START Extract to read

Techniques that exploit pollen to genetically transform plants are a promising alternative to tissue culture techniques. This is because pollen releases active DNA to the ovaries of plants during fertilization. Indeed, researchers are now able to – more or less successfully – directly produce transgenic seeds by pollinating plants with pollen containing exogenous DNA using a variety of physical techniques.

The new field of nanobiotechnology – for example using nanoparticles to carry genes into a plant cell – could come into its own here, say researchers led by Haixin Cui of the Chinese Academy of Agricultural Sciences in Beijing. One particular technique that might be especially efficient is magnetofection, which relies on a magnetic force to help push nanoparticles loaded with DNA into target cells. Until now, this technique has mainly been tested on animal cells because plant cells, unlike their mammalian or bacteria counterparts, have thicker cell walls that are more difficult to get past.

END Extract to read
START Dataset excerpt

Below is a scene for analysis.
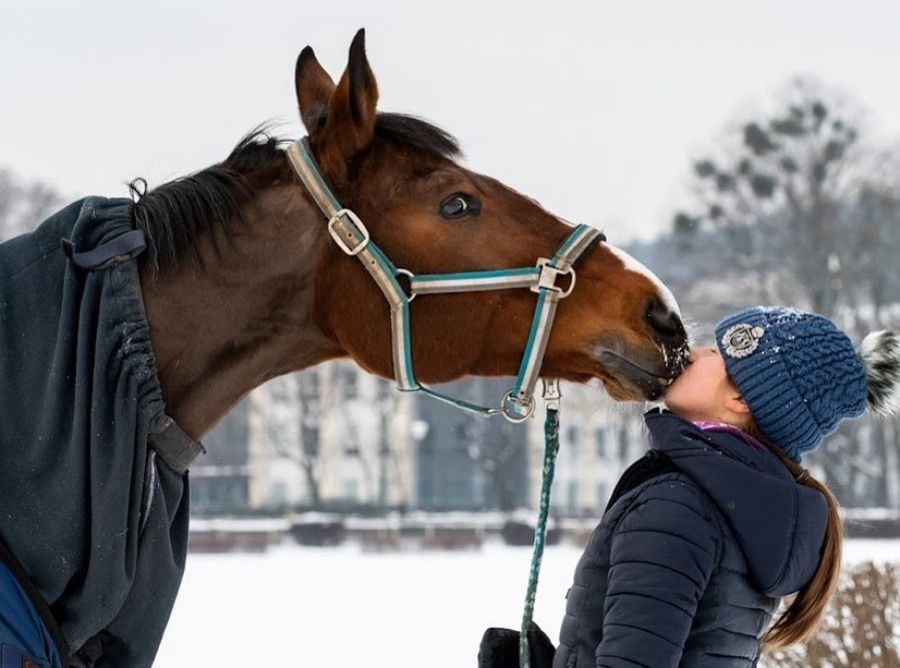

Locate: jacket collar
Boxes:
[644,408,828,596]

END Dataset excerpt

**Parts of the exercise**
1. List every proper name that appears in the passage on using pollen to genetically transform plants.
2. Reproduce the part of the passage on using pollen to genetically transform plants that opens with the words "Techniques that exploit" and closes with "of physical techniques.".

**Solutions**
1.
Haixin Cui
Chinese Academy of Agricultural Sciences
Beijing

2.
Techniques that exploit pollen to genetically transform plants are a promising alternative to tissue culture techniques. This is because pollen releases active DNA to the ovaries of plants during fertilization. Indeed, researchers are now able to – more or less successfully – directly produce transgenic seeds by pollinating plants with pollen containing exogenous DNA using a variety of physical techniques.